• **Exercices**:
1. Répondez aux questions suivantes à partir du texte d'hommage à Évelyne et Jeannine.
(a) Dans quel village l'église sonne-t-elle le glas ?
(b) De quelle maladie Jeannine est-elle morte ?
(c) Dans quelle ville se trouvait l'appartement partagé mis à disposition par l'association ?
2. Recopiez le passage du texte d'hommage à Évelyne et Jeannine qui commence par « Évelyne et Jeannine, bien » et se termine par « s’inquiétaient mutuellement, s’aidaient. ».

Le glas de l’église de Saint-Cyr-les-Colons égrène sa note lugubre, lentement. Il fait très beau ce matin. Autour du village, les champs se dorent de leurs blés mûrissants. Évelyne s’en est allée, et un dernier adieu lui est rendu par de nombreuses personnes : enfants, petits-enfants, parents, amis…
Catherine (*) et moi nous nous disons que ces derniers mois ont été très douloureux pour elle, et qu’avec la défaillance de son cœur, c’est aussi la douleur qui s’en est allée. La petite église était pleine pour lui rendre hommage. Son sourire, sur la photo posée sur le cercueil, nous la rappelait en meilleure forme. Une page se tourne. La terrible douleur, pour elle, n’est plus. Seul survivra le souvenir aimant de ses proches, qui l’ont si bien entourée.
La vie continue son cours ; en témoigne le manège d’auto-tamponneuses sur la place de l’église.
Il y a quelques mois, Jeannine s’éteignait, vaincue par un cancer qui la rongeait depuis plusieurs années. Elle est morte, elle, dans la solitude d’une clinique. Sans famille, elle a été accompagnée au cimetière par son curateur, par Catherine – représentant notre association – et par le maire du village où ses parents sont enterrés.
Nous, bénévoles de Vivre l’Yonne, avons visité Évelyne et Jeannine durant trois ans, dans l’appartement partagé que notre association leur avait mis à disposition, à Chablis. Nous avons essayé de faire en sorte que leur quotidien soit le meilleur possible.
Nous voulions être les plus « professionnels » possible. Pourtant, des liens se sont tissés avec elles, et au moment d’écrire ces lignes pour leur rendre hommage, c’est de la tristesse que nous éprouvons. En y réfléchissant bien, cette expérience humaine, réussie à bien des égards – avec ses points positifs et d’autres moins –, de création d’un espace partagé pour des personnes isolées, est-elle à la portée de bénévoles pour qui la prise de recul n’est pas toujours facile ?
Évelyne et Jeannine, bien différentes à de nombreux égards, n’avaient, sans cette cohabitation proposée, aucune chance de se rencontrer. Femmes de caractère, malgré des moments parfois ombrageux, elles comptaient l’une sur l’autre, s’inquiétaient mutuellement, s’aidaient.

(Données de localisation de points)
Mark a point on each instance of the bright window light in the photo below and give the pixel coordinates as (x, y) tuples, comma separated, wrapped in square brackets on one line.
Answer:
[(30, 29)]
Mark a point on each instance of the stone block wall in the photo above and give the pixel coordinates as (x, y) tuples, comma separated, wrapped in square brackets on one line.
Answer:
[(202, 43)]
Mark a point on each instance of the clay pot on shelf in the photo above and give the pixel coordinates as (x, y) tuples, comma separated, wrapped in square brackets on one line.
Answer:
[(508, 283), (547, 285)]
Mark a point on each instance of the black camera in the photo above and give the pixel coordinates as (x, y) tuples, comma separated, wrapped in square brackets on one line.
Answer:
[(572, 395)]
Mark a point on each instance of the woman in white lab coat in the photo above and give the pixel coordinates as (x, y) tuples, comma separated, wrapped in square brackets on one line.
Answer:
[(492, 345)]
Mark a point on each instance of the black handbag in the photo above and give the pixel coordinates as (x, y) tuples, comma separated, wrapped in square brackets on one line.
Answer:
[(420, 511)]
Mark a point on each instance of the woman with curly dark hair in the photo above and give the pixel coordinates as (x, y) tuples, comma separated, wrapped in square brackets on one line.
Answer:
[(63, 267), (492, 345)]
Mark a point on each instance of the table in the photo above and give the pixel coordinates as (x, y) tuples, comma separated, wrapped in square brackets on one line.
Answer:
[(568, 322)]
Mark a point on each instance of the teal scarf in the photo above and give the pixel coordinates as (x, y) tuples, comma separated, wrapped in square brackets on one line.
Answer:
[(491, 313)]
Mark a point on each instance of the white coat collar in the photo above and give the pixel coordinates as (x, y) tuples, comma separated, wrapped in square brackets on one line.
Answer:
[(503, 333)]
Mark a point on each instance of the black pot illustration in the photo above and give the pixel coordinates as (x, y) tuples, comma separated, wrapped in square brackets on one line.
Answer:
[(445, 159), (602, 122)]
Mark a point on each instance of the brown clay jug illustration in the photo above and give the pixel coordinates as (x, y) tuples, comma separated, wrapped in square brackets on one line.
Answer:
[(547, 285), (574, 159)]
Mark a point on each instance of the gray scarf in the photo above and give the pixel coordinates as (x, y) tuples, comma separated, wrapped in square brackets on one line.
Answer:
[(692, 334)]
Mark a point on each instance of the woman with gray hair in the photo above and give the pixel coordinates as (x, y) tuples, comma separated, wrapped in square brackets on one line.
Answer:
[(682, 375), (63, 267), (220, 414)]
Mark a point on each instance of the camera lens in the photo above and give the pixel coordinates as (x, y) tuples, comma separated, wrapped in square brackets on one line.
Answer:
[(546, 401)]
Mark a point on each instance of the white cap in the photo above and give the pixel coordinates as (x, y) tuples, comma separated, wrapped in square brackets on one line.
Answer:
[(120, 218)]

• **Réponses**:
1.
(a) À Saint-Cyr-les-Colons.
(b) D'un cancer, qui la rongeait depuis plusieurs années.
(c) À Chablis.

2.
Évelyne et Jeannine, bien différentes à de nombreux égards, n’avaient, sans cette cohabitation proposée, aucune chance de se rencontrer. Femmes de caractère, malgré des moments parfois ombrageux, elles comptaient l’une sur l’autre, s’inquiétaient mutuellement, s’aidaient.